● **The exercise**: Report every line of the records below that contains the word "paint", copying each one in full.

● **Supplied data**:

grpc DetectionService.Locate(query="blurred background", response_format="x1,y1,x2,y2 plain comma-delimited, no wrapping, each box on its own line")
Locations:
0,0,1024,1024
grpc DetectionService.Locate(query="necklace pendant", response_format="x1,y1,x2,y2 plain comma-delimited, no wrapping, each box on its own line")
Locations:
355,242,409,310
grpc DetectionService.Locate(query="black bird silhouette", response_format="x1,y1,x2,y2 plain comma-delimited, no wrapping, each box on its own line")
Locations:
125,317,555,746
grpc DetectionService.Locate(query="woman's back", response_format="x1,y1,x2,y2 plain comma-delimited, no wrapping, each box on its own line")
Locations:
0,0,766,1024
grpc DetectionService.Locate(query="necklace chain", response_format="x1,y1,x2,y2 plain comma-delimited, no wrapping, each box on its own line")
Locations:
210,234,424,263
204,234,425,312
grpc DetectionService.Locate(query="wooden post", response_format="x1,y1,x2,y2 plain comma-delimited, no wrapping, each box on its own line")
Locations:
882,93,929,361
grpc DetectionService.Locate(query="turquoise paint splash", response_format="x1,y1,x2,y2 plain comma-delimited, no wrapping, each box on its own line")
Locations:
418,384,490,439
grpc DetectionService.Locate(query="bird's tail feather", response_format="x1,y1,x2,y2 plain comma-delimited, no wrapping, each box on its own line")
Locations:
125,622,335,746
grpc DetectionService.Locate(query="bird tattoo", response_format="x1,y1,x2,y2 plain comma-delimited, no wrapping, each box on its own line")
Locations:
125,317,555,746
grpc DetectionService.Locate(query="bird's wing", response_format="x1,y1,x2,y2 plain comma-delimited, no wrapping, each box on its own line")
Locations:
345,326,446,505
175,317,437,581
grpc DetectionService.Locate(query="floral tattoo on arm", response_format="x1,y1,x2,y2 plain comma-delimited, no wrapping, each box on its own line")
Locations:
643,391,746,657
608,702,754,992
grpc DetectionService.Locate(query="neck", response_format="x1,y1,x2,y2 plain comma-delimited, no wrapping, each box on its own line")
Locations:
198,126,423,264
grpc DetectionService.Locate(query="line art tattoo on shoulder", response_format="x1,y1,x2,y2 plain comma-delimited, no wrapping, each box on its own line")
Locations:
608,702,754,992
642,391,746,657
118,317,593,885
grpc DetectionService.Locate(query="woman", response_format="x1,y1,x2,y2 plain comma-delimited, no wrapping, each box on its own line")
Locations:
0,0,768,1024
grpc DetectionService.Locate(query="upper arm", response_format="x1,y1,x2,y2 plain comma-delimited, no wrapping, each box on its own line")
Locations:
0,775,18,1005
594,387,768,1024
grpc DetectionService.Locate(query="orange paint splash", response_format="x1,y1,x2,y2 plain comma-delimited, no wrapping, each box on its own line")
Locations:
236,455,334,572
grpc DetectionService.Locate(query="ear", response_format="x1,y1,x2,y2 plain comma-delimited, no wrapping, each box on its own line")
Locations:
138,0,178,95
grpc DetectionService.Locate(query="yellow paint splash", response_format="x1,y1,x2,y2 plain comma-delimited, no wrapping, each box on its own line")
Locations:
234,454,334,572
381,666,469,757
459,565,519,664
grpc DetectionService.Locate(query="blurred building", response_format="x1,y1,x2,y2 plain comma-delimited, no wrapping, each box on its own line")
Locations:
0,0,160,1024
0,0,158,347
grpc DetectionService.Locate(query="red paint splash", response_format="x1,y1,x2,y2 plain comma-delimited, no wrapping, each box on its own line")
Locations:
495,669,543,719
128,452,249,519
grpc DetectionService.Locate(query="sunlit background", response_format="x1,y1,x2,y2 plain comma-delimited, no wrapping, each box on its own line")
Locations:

● **Reply**:
grpc DetectionService.Locate(query="turquoise paint splash", response_format="x1,y1,x2,y2 plain comma-delimited, no wrapping, each box on its own line")
grpc DetectionService.Locate(query="orange paint splash", response_format="x1,y1,x2,y2 plain comma-delimited, no wrapping, each box on its own line")
grpc DetectionService.Locate(query="yellow paint splash", response_format="x1,y1,x2,y2 plain comma-delimited, no wrapping, each box on its own line")
grpc DetectionService.Locate(query="red paint splash", response_format="x1,y1,x2,y2 plain comma-delimited, no wrapping, each box on its own line")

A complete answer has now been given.